Excerpts from annotation records
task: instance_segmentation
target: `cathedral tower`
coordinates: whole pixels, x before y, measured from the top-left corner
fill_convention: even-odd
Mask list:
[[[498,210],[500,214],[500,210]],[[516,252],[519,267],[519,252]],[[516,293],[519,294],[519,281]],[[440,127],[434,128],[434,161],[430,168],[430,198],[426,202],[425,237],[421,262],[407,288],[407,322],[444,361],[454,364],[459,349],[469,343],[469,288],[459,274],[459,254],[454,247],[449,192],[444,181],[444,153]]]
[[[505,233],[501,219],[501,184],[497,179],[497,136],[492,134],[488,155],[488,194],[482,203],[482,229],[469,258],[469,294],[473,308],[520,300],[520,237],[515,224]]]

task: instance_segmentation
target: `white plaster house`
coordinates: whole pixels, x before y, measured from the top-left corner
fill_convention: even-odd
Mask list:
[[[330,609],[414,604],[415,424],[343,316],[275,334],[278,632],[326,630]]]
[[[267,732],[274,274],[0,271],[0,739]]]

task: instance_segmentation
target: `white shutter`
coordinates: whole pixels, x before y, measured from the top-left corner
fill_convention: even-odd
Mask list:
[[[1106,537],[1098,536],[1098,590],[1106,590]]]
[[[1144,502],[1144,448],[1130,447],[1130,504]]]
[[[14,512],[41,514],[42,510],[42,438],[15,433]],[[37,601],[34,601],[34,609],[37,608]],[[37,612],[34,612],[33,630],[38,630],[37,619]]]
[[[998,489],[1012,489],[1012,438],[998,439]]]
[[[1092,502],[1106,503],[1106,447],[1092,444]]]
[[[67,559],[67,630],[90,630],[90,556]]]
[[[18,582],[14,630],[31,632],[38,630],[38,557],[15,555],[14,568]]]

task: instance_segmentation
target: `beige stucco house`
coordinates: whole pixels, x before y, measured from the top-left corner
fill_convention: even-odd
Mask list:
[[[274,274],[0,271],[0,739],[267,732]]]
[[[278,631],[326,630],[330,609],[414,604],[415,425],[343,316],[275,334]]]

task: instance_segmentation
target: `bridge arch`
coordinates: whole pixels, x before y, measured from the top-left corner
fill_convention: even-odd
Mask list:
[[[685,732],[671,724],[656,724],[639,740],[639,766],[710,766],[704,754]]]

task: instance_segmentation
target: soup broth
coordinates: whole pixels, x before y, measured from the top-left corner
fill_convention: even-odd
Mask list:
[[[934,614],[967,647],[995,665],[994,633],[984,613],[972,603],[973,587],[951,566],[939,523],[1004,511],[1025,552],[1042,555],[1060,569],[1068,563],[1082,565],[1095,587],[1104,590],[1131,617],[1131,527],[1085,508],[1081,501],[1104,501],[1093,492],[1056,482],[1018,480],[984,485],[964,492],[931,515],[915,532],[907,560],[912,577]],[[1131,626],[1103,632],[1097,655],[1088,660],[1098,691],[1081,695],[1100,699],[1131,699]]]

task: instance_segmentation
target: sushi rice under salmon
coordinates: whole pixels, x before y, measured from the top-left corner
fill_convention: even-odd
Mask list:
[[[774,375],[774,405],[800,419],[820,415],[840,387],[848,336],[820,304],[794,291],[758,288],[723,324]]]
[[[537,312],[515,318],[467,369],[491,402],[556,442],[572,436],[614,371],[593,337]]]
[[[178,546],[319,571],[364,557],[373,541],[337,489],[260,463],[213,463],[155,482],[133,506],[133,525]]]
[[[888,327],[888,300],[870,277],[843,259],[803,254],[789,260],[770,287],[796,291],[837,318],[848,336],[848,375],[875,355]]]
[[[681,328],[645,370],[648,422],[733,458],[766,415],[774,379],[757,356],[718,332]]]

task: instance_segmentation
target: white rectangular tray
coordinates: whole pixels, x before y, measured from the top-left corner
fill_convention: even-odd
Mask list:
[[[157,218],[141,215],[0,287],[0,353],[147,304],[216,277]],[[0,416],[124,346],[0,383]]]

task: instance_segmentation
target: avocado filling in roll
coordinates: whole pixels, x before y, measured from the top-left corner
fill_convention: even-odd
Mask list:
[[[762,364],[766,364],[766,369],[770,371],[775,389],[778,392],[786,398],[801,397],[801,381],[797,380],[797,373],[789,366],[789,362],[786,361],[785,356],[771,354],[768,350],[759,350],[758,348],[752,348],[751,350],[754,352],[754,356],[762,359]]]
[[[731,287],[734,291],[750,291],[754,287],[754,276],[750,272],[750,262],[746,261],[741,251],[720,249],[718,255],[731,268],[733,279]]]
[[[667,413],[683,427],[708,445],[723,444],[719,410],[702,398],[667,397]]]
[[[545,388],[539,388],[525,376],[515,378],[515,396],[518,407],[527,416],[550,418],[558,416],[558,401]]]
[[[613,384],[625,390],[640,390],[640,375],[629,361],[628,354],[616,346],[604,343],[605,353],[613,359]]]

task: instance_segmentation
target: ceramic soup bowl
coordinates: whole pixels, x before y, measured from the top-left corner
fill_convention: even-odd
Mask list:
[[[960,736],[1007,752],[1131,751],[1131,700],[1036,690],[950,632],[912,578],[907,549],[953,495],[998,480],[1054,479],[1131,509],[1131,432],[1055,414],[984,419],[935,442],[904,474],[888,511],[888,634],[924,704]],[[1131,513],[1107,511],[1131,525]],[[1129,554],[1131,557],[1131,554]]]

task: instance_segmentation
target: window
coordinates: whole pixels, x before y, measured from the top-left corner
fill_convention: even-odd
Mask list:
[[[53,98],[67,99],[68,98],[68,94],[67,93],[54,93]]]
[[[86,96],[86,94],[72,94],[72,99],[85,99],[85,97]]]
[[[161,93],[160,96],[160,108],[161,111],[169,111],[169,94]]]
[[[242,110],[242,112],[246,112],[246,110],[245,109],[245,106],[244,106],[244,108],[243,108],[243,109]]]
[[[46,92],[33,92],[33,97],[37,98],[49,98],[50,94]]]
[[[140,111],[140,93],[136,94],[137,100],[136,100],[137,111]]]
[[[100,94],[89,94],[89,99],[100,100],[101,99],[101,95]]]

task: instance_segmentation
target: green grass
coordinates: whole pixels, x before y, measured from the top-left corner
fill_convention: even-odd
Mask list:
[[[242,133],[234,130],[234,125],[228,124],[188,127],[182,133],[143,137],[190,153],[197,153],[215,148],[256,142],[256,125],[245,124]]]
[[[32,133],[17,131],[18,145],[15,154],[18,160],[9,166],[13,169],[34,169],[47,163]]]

> Written request:
Return the part of the listing that runs from its first line through the line containing "[[[267,732],[274,274],[0,271],[0,739]]]", copying every line verbatim and including both ends.

> Exercise solution:
task: instance_segmentation
target: `cathedral tower`
coordinates: whole pixels, x before y, measured from the top-left corner
fill_convention: even-odd
Mask list:
[[[498,210],[500,214],[500,210]],[[516,252],[519,267],[519,252]],[[516,293],[519,294],[519,281]],[[440,127],[434,128],[434,161],[430,168],[430,198],[426,202],[425,237],[421,262],[407,288],[407,322],[444,361],[454,364],[459,349],[469,343],[469,288],[459,274],[459,254],[454,247],[449,192],[444,181],[444,153]]]
[[[505,233],[501,219],[501,184],[497,179],[497,136],[492,134],[488,155],[488,194],[482,203],[482,229],[469,258],[469,294],[473,308],[520,300],[520,237],[515,224]]]

task: instance_segmentation
target: `white plaster house`
coordinates: whole pixels, x before y, measured from the top-left corner
fill_convention: even-odd
Mask list:
[[[330,609],[414,604],[415,424],[343,316],[275,334],[278,632],[326,630]]]
[[[267,732],[274,274],[0,271],[0,739]]]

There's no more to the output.